**ДАННЫЙ ОТРЫВОК:**
<<<<

Три раза в год, а именно в первый день св. Пасхи, в Рождество и в день св. Апостола Андрея Первозванного, шеф полка, граф Аракчеев, приглашал к себе на обед нижних чинов своего полка, то есть, конечно, не всех, а по одному унтер-офицеру и рядовому от каждой роты, что составляло команду в 24 человека. Приглашение это делалось всегда собственноручною запискою Аракчеева следующего содержания: ‘Шеф полка просит достойных гренадер к такому-то числу пожаловать к нему и разделить с ним трапезу’.
По получении в полковом штабе такого приглашения сейчас же писались в роты записки о назначении желающих, а в случае отсутствия таковых — о наряде людей на шефский обед.
В 1823 году к празднику Андрея Первозванного, 30 ноября, получено было в полку обычное приглашение. Я был тогда еще подпрапорщиком и, по заведенному в полку порядку, исполнял службу наравне со всеми унтер-офицерами. Из любопытства ли или же из какого-то совершенно непонятного теперь для меня честолюбия я отправился к ротному командиру с просьбою назначить меня на графский обед.
Наряженный уже на эту службу унтер-офицер очень обрадовался, что нашелся такой простота — охотник до шефских обедов — и, конечно, с удовольствием уступил мне свое место. Начались приготовления — чистка амуниции, мундира и т.п. Все пригонялось, осматривалось, переделывалось и снова пригонялось и осматривалось, пока опытный глаз командира не находил уже никаких погрешностей.
Сборным пунктом нашей команды назначен был правый фланг полка, то есть во 2-й гренадерской роте, откуда мы 30 ноября, ранним утром, под начальством фельдфебеля Якова Гавриловича Протопопова (любимца Аракчеева) и при одной конной подводе отправились к месту торжества — в село Грузино. По прибытии в деревню Палички (в полуверсте от села Грузино) вся команда оделась в парадную походную форму: мундиры, краги, портупеи и кивера в чехлах.
Почтеннейший Яков Гаврилович, до тонкости Изучивший нрав и требования графа Аракчеева, во все время нашего путешествия читал нам наставления, как вести себя в гостях у графа, где молвить ‘да’, где — ‘нет’, а где и совсем промолчать.
— Но, смотрите, — прибавлял он, — при всяком ответе величать графа отцом и благодетелем!
Наконец раздался благовест к обедне, и мы, подтянувшись и еще раз оправившись, выстроились поротно по два в ряд и отправились в церковь. По окончании литургии и молебствия наша команда выстроилась перед церковью в ожидании выхода великого Могола военных поселений. Вышел наконец и он.

>>>>

**ИСХОДНЫЕ ЗАПИСИ:**
<<<<

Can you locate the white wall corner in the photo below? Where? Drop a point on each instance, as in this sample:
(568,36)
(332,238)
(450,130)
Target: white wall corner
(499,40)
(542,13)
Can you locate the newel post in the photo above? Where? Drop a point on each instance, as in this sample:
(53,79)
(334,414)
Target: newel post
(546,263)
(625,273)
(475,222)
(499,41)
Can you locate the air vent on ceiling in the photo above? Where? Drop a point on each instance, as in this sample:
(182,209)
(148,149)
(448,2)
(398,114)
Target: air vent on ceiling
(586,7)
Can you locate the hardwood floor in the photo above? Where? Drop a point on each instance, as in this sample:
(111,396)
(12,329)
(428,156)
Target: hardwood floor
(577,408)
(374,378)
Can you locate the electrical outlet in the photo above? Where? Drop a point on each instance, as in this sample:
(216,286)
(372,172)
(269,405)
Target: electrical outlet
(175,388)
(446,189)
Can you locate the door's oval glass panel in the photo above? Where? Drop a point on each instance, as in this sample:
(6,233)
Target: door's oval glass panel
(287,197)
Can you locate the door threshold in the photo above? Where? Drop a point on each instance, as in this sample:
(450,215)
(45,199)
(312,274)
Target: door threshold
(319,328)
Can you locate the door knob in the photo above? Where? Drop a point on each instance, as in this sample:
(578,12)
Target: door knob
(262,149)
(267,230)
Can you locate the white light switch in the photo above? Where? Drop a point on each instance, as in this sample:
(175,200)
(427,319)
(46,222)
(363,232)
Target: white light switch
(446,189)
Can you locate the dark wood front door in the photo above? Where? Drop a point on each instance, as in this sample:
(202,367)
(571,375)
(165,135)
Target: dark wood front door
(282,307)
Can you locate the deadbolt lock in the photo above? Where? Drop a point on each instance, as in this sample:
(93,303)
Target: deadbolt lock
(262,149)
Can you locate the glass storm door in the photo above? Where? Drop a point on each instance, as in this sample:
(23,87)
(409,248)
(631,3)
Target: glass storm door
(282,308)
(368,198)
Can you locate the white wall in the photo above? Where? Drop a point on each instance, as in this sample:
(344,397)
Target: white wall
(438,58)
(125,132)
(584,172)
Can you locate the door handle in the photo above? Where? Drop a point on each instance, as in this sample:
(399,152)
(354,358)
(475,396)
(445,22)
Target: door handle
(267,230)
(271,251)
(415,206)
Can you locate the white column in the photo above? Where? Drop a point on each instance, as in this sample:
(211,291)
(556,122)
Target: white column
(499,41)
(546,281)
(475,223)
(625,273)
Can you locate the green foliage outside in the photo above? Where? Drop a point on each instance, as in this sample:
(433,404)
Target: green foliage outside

>>>>

**УСЛОВИЯ УПРАЖНЕНИЯ:**
1. Перечислите все предметы парадной походной формы, которые названы в отрывке об обеде у Аракчеева.
2. Сократите абзац отрывка об обеде у Аракчеева, начинающийся словами «Сборным пунктом нашей команды», сохранив его главные факты.
3. Продолжите отрывок об обеде у Аракчеева после фразы «Вышел наконец и он».

**ОТВЕТЫ:**
1. Мундиры, краги, портупеи, кивера в чехлах.

2. Команда собралась на правом фланге полка, во 2-й гренадерской роте. Ранним утром 30 ноября она выступила в село Грузино под началом фельдфебеля Якова Гавриловича Протопопова, любимца Аракчеева, с одной конной подводой. В деревне Палички, в полуверсте от Грузина, все надели парадную походную форму: мундиры, краги, портупеи и кивера в чехлах.

3.
— Здорово, гренадеры!
— Здравия желаем вашему сиятельству, — гаркнули мы всеми легкими.
— Здоров ли ваш полковой командир? — спросил граф.
— Слава Богу! Поручил нам поздравить ваше сиятельство с престольным праздником, — ответил уже один Яков Гаврилович.
— Спасибо! Прошу вас, молодцы, разделить со мною трапезу, — сказал Аракчеев.
Нам скомандовали направо и повели в стройном порядке, как на параде, в подвальный этаж бельведера графского дома, где уже был накрыт стол человек на тридцать. Выстроившись в столовой в том же порядке, как и по выходе из церкви, но уже без киверов, мы ожидали нашего шефа. Он вошел и еще раз поздоровался с нами. Вместе с Аракчеевым в столовую вошли: командир Архангельского порта — Миницкий, тверской помещик Волынский и еще какой-то статский — как я узнал после — действительный тайный советник Балтазар Балтазарович Кампенгаузен.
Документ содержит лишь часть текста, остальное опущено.